# SELECTED TEXT:
....................

This appears to be Balian's story, but there are whole chapters where he doesn't feature. Sometimes we read instead about the Father of Cats, the Dawadar or Bearer of the Royal Inkwell, the English graverobber Michael Vane. There is a narrator, the Coptic storyteller Dirty Yoll, who seems to be controlling things - but is he a character in Balian's dreams, or is Balian a character in Yoll's story? At a certain point it becomes impossible to tell. And just when we are feeling totally lost, Yoll breaks off the main narrative to tell us another set of stories altogether, an Arabian Nights in miniature. There are four chapters of this Interlude, as Yoll calls it:
An Interlude - The Tale of the Talking Ape
The Interlude Concluded
The Interlude Concluded Continued
The Conclusion of the Continuation of the Interlude's Conclusion
It's my favourite part of the book. Stories spawn stories at a startling rate, each one echoing and parodying the others. There is a boy who was brought up by wolves, another who was brought up by apes, by bears, by leopards. There is a voyage to the end of the world. There are murders, enchantments, riddles, seductions. And there is just a page or so on the theme of three wishes in which Irwin plays every possible variation you can imagine on this ancient idea.

The Arabian Nightmare is not a novel for those who can't stand conspicuous cleverness. You can tell it's by an academic, and also, perhaps, that it's a first novel. It begins, anachronistically, with a quote from Proust and there are numerous other literary references scattered throughout. But to me its ingenuity and creativity are irresistible, and it offers a beguiling picture of the medieval Arab culture Irwin knows so well - though it's probably best to confirm some of the details from his more scholarly writings. He is now a full-time writer and has written several other well-received novels. The Arabian Nightmare's reputation has grown slowly; it is still in print some thirty years after its first publication, and has established itself as a cult classic.

Next time I'll be writing about the blackest of black comedies by an arch-exponent of the American Gothic.

Wednesday, 4 January 2012

William Tenn: Immodest Proposals / Here Comes Civilization

A smalltime businessman is sitting in his poky office when a man walks in without knocking and asks, "Would you be interested in buying a twenty for a five?" The newcomer is dirty and disreputable looking; the businessman tells him there are no beggars allowed in the building, and tries to throw him out. The newcomer wants to know what's wrong with his offer, but the businessman is unrelenting, so he retreats, leaving his card: he is Mr Ogo Eksar, operating out of a hotel in Times Square. The businessman, Bernie, can't get the incident out of his head. Obviously there's a catch, because no one in his right mind would offer to pay twenty dollars for a five-dollar bill. But Bernie's a bit of a hustler himself - he'd like to know what the catch is, and it can only cost him five dollars, at the worst, to find out. So he goes round to the hotel in Times Square, and they do the deal - the twenty and the five are exchanged and Eksar even insists on a receipt.

....................

# DATASET ENTRIES:
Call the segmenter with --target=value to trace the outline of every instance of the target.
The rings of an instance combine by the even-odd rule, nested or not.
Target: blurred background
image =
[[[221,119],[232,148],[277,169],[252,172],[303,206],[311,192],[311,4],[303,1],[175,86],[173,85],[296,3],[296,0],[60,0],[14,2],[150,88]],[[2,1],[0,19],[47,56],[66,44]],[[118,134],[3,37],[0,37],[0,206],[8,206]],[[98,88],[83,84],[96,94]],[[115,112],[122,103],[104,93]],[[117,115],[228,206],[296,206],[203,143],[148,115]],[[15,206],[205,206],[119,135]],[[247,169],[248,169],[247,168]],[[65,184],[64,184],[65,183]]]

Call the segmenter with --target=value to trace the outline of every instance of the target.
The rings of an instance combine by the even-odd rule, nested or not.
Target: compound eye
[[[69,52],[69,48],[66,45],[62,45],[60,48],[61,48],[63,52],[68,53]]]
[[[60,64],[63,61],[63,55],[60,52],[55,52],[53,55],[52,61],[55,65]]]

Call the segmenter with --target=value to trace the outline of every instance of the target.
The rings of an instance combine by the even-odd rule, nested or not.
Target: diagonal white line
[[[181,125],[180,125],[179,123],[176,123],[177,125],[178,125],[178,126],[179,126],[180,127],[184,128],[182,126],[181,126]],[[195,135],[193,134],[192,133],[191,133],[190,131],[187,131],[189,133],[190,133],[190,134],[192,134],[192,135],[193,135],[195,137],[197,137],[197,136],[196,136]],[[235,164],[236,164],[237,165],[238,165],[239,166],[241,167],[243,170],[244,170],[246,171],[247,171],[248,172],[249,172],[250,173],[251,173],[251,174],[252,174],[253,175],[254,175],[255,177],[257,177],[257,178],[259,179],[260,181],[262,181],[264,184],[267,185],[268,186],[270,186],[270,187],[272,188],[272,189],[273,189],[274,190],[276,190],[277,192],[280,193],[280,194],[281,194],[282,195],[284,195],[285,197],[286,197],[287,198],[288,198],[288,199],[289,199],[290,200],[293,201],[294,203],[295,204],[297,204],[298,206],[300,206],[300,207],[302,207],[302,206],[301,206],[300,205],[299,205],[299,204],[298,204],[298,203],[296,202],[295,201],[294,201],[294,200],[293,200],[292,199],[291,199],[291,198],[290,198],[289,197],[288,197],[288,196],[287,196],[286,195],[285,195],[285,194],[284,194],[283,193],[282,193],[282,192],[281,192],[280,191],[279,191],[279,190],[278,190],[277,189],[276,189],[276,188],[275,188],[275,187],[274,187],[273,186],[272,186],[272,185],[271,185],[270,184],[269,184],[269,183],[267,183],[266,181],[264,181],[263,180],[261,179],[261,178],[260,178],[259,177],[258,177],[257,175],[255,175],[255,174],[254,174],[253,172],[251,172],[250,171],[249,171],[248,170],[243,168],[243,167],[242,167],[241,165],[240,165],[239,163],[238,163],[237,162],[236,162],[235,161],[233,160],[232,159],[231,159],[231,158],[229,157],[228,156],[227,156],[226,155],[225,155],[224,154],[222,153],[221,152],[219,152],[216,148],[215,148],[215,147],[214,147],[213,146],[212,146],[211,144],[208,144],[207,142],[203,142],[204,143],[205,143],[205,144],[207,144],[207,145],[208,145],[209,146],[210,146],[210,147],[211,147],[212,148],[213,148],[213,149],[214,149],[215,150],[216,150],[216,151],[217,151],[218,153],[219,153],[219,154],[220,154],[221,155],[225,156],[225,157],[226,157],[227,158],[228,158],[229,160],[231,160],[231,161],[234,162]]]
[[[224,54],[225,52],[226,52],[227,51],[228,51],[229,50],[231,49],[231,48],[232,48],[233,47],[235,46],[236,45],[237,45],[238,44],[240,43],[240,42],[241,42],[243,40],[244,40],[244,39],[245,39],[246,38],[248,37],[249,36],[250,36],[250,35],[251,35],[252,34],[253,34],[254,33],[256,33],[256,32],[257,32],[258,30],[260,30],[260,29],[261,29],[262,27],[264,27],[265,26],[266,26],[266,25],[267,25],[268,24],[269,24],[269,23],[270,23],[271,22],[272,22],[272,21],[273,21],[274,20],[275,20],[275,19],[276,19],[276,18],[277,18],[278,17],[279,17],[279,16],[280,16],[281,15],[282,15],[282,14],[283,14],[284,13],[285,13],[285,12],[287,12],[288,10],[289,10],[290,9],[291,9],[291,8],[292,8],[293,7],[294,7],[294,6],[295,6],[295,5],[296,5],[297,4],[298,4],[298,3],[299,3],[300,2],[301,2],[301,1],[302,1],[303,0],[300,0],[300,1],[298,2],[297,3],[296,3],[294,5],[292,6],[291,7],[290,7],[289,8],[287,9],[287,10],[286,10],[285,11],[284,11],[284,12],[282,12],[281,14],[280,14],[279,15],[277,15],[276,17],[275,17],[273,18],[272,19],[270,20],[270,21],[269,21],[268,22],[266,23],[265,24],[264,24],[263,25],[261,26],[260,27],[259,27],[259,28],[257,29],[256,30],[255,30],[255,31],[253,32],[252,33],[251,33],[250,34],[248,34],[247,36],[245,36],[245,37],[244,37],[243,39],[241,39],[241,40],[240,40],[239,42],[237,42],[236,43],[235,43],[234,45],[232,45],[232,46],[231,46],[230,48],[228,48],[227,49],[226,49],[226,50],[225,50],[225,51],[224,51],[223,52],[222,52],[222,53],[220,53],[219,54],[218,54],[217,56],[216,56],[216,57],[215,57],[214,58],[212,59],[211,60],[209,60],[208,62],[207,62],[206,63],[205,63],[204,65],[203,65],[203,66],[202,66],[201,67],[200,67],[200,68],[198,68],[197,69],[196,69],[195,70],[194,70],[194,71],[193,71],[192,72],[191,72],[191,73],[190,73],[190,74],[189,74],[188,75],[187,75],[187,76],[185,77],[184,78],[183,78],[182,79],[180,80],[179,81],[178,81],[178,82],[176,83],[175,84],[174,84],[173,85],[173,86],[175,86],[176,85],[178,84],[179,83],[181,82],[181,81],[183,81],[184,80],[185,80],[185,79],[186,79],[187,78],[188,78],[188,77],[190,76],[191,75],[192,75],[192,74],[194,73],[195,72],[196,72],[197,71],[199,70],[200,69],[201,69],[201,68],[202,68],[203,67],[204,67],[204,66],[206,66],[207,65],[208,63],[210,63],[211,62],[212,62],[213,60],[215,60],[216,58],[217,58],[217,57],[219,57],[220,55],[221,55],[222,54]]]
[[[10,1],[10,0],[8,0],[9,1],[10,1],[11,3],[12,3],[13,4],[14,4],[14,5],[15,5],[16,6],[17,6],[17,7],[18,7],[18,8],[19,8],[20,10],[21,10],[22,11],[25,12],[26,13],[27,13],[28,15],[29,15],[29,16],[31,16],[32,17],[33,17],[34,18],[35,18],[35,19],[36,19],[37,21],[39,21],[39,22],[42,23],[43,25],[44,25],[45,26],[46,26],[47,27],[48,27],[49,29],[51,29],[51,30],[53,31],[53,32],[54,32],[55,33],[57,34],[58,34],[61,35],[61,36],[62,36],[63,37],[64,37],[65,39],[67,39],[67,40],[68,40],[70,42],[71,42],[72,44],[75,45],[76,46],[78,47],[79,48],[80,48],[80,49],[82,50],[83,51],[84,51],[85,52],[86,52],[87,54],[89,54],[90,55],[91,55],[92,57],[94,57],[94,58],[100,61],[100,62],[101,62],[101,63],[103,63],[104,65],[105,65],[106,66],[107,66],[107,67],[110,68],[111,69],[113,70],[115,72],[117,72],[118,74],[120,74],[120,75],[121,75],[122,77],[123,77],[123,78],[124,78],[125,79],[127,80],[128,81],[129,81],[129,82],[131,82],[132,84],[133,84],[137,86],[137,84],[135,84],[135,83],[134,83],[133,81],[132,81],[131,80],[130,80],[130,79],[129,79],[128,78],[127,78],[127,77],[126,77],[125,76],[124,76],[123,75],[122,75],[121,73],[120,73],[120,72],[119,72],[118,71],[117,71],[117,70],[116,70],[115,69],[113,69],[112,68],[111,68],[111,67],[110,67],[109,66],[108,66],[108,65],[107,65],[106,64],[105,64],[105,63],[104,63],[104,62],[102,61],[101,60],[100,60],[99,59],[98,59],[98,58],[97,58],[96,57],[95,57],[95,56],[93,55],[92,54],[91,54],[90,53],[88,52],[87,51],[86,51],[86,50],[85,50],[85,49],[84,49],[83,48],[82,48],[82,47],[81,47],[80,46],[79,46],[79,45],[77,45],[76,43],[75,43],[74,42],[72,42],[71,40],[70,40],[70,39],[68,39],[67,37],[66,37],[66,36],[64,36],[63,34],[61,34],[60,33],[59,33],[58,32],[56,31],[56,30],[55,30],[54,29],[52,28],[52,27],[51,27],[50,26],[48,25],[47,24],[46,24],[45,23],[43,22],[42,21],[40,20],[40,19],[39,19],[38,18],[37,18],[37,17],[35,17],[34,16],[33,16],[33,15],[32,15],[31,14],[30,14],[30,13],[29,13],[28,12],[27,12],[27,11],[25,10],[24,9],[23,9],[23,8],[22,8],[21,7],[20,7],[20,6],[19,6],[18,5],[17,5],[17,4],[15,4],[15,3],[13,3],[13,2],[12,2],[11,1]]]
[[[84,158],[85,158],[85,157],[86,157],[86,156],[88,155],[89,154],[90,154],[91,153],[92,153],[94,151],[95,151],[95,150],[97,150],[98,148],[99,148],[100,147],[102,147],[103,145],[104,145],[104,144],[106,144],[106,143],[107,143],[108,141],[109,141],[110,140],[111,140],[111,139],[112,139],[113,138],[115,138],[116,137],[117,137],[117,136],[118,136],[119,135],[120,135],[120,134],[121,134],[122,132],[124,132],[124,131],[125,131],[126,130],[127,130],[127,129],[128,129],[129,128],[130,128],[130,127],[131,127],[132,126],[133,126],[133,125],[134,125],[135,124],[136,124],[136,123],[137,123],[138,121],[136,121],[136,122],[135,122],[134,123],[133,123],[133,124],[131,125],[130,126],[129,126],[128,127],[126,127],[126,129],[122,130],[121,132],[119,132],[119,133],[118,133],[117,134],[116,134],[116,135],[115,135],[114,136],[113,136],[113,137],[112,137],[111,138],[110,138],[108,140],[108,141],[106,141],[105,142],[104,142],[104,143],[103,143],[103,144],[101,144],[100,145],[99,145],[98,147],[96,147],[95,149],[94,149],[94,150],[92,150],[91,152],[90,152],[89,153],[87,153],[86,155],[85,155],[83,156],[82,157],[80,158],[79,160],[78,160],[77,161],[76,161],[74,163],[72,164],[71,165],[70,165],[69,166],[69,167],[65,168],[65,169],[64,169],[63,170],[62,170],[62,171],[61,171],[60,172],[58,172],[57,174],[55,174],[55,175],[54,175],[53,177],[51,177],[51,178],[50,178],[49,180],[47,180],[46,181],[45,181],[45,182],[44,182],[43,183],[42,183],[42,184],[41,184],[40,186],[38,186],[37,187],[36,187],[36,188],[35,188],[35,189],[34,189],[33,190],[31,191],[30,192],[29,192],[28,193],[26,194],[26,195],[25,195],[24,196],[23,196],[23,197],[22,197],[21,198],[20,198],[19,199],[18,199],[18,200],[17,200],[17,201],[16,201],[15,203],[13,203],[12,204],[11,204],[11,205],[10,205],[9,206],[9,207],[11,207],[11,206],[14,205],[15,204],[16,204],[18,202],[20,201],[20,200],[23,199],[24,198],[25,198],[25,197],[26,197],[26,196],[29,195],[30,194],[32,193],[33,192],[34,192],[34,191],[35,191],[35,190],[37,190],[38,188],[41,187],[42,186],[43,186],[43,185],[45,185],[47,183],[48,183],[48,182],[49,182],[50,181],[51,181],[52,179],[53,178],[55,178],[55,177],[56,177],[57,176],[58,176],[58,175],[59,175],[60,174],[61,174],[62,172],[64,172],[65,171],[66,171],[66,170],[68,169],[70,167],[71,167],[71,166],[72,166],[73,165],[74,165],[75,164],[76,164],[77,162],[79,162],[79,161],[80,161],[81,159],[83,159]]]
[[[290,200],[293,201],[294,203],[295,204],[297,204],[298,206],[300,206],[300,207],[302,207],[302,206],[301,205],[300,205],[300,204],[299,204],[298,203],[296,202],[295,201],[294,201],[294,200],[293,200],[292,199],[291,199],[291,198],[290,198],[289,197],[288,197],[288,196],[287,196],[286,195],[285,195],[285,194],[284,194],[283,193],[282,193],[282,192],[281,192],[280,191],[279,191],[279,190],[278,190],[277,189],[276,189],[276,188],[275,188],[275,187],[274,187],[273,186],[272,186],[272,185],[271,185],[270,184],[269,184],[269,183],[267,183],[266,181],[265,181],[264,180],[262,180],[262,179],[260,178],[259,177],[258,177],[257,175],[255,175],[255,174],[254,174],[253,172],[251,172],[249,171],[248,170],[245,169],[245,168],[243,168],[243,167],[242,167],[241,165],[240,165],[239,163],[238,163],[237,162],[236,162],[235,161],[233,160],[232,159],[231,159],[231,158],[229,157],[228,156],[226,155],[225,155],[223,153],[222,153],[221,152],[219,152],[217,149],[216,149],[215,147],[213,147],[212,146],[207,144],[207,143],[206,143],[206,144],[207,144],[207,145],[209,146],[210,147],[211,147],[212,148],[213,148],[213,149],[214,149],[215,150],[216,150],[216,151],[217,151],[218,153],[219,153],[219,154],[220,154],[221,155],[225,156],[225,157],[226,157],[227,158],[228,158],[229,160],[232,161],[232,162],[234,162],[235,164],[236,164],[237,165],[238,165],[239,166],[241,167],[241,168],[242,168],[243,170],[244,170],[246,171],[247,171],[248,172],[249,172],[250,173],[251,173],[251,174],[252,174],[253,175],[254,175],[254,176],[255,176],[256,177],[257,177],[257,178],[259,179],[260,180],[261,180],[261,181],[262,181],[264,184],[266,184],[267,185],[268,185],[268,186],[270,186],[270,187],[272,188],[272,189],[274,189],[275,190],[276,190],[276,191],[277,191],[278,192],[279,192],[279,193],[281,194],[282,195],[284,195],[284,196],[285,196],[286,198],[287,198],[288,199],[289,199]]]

....................

In the book reviews, what name does the storyteller Dirty Yoll give to the stories he tells when he breaks off the main narrative?

# IN RESPONSE:
He calls them the Interlude.